▶ _What you should do_
Wherever a line in the data below holds "dark", copy that line.

(The data begins)

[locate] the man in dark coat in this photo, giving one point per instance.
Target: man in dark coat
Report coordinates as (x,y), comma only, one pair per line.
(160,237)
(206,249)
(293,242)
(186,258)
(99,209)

(The data ends)

▶ _Solved exercise_
[locate] the man in dark coat in this photo, giving one point per instance.
Target: man in dark coat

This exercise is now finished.